[Start of Document text]

Caching Data with CDNs
If Julian is the first user in the last 24 hours to load any of the requested files, the Winnipeg CDN POP won’t find the files in its temporary cache. The POP would then relay a web request to the website origin address hosted in the cloud region hundreds of miles away.
When another customer in the Winnipeg region, Jan, visits the web portal site, her browser resolves the site name to the Winnipeg CDN POP just as Julian’s had done recently. For each file that is still cached locally, the POP will send back an imme-diate local response; without consulting the web server hundreds of miles away, Jan gets a super-fast experience. And the hundreds, thousands, or millions of other customers who visit the Terra Firma web portal can get this performance benefit as well. AWS CloudFront, AWS’s CDN, provides hundreds of POPs around the world (see Figure 2-9). Wherever users are located, there is likely a POP locally or within the same geographical area. Users close to the actual website AWS cloud region can also be serviced by a POP in that cloud region. People far away will get the same benefits once another end user in their area visits the Terra Firma website, which will automatically populate their local POP’s cache.
Figure 2-9 Amazon CloudWatch Edge Locations
NOTE CDN caching techniques must be explicitly programmed and configured in your application code and in the Amazon CloudWatch distribution. Deploying a CDN is designed to improve performance and alleviate the load on the origin services, as in our example of a web portal.
Data Replication
Although CloudFront focuses on performance, a CDN provides substantial security, reliability, cost, and operations benefits. But what if your workload design also stores persistent replica copies of your data, resulting in multiple copies of data? Let’s look at the benefits of cloud storage and replicated data records.
The applications, cloud services, and data records that make up your workload solu-tions must be reliable. A single database or website is a single point of failure that could bring down the entire workload. Organizations don’t want their business to fail, so they need to architect and engineer systems to avoid any single points of fail-ure. To improve reliability in cloud solutions architectures, customers need to make choices about redundancy, replication, scaling, and failover.

[End of Document text]

Short problem 1: Format the rows as a Markdown table with the columns "Number" and "Row line," starting at the row that contains "Q: Point out each instance of the umpire's black belt" and ending with the final row, both included, and leave out any blank lines.
The CDN passage has no connection to the rows that come after it.

[Start of Task inputs]

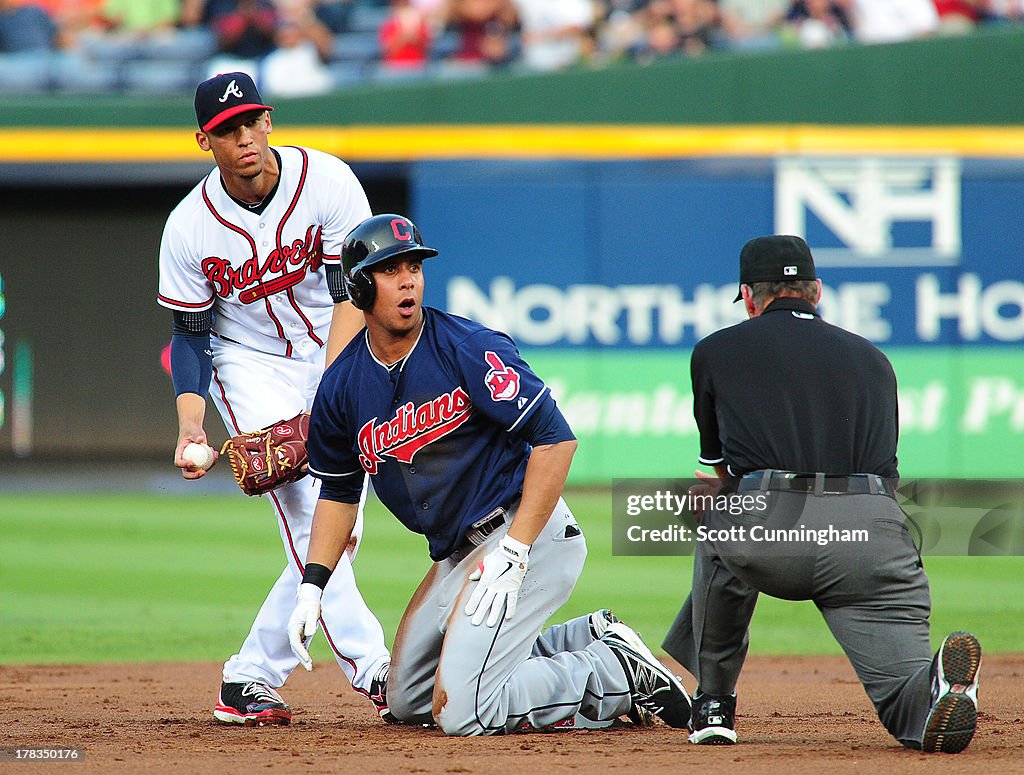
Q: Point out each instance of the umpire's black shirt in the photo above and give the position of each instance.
(786, 390)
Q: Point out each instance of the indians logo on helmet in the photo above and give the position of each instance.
(502, 381)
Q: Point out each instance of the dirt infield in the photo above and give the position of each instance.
(797, 715)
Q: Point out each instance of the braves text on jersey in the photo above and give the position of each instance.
(260, 271)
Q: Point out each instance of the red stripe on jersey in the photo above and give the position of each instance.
(281, 329)
(227, 404)
(281, 230)
(298, 563)
(252, 244)
(309, 326)
(186, 304)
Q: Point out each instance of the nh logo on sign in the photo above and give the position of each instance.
(886, 211)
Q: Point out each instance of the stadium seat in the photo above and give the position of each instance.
(79, 75)
(367, 18)
(355, 47)
(154, 77)
(192, 45)
(346, 74)
(25, 73)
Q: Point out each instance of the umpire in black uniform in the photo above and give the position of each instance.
(802, 415)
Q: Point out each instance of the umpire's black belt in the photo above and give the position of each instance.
(813, 483)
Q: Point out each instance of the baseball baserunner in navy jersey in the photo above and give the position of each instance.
(465, 445)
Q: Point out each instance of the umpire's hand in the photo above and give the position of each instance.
(699, 493)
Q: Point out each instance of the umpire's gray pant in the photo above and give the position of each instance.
(872, 595)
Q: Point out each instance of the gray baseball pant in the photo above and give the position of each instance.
(477, 680)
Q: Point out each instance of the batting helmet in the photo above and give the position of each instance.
(378, 239)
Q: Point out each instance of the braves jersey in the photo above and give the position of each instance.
(436, 432)
(261, 272)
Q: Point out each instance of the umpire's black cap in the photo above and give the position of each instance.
(222, 96)
(773, 259)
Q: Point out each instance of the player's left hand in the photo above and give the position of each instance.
(302, 625)
(500, 576)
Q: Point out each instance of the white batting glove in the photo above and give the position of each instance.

[End of Task inputs]

Short problem 2: Using the CDN passage, decide whether each statement is true: (a) Julian's request reaches the origin only if he is the first user in the last 48 hours to load the files; (b) AWS CloudFront is described as AWS's CDN; (c) a single database or website is called a single point of failure. Answer yes or no for each and quote the words that decide it.

Task result 1:
| Number | Row line |
|---|---|
| 1 | Q: Point out each instance of the umpire's black belt in the photo above and give the position of each instance. |
| 2 | (813, 483) |
| 3 | Q: Point out each instance of the baseball baserunner in navy jersey in the photo above and give the position of each instance. |
| 4 | (465, 445) |
| 5 | Q: Point out each instance of the umpire's hand in the photo above and give the position of each instance. |
| 6 | (699, 493) |
| 7 | Q: Point out each instance of the umpire's gray pant in the photo above and give the position of each instance. |
| 8 | (872, 595) |
| 9 | Q: Point out each instance of the gray baseball pant in the photo above and give the position of each instance. |
| 10 | (477, 680) |
| 11 | Q: Point out each instance of the batting helmet in the photo above and give the position of each instance. |
| 12 | (378, 239) |
| 13 | Q: Point out each instance of the braves jersey in the photo above and give the position of each instance. |
| 14 | (436, 432) |
| 15 | (261, 272) |
| 16 | Q: Point out each instance of the umpire's black cap in the photo above and give the position of each instance. |
| 17 | (222, 96) |
| 18 | (773, 259) |
| 19 | Q: Point out each instance of the player's left hand in the photo above and give the position of each instance. |
| 20 | (302, 625) |
| 21 | (500, 576) |
| 22 | Q: Point out each instance of the white batting glove in the photo above and give the position of each instance. |

Task result 2:
(a) No: "If Julian is the first user in the last 24 hours to load any of the requested files"
(b) Yes: "AWS CloudFront, AWS’s CDN, provides hundreds of POPs around the world"
(c) Yes: "A single database or website is a single point of failure"